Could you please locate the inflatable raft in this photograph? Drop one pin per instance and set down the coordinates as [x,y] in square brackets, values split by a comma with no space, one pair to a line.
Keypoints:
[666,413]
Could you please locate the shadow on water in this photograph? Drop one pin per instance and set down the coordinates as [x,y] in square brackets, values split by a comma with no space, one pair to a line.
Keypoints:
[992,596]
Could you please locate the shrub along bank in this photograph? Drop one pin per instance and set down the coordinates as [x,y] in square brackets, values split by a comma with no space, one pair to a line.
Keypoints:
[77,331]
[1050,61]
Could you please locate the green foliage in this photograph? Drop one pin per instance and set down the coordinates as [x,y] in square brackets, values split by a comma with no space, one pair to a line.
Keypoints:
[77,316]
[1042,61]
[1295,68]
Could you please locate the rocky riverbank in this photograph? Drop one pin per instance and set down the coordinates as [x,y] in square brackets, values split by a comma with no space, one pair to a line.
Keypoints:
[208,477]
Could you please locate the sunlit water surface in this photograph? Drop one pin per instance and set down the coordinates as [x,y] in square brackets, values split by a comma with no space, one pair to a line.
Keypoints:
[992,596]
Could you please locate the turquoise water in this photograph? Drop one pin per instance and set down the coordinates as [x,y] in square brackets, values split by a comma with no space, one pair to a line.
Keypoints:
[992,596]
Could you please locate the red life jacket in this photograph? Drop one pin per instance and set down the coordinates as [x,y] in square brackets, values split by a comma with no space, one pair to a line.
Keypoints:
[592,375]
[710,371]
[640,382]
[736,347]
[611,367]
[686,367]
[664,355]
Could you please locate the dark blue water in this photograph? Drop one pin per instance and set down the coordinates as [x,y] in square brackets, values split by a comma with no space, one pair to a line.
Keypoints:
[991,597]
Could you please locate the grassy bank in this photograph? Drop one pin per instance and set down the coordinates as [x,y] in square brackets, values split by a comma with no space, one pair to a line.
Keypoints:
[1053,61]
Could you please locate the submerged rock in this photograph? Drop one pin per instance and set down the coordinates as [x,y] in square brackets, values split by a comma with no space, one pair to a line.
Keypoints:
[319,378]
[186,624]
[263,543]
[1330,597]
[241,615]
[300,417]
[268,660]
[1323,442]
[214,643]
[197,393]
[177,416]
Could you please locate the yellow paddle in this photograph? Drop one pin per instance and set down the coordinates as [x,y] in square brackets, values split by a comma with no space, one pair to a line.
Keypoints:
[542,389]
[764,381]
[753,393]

● ● ●

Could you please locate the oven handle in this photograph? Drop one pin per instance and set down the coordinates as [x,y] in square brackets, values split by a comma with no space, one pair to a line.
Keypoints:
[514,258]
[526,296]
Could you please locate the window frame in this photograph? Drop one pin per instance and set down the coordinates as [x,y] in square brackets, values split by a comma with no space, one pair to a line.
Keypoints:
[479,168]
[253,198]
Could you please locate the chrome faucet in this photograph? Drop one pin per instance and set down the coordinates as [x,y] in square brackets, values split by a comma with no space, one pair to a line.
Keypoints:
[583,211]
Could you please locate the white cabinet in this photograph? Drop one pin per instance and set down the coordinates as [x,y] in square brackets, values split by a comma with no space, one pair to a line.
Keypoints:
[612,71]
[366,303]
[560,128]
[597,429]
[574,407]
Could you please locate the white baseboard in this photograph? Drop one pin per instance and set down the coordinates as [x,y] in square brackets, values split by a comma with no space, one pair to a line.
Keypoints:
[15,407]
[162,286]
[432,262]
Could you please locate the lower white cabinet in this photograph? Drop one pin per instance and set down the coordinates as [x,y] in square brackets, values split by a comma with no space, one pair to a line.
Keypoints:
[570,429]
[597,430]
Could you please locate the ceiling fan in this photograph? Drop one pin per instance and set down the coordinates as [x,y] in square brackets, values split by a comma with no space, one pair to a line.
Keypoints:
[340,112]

● ● ●

* [To do]: Copy out every line in the entries above that contains the word "frame".

* [Solution for this task]:
Could you please locate the window frame in this photograph? Drop one pin per instance and set down the coordinates as [x,y] in square brackets, values split by a comma with no space, one pair to a line.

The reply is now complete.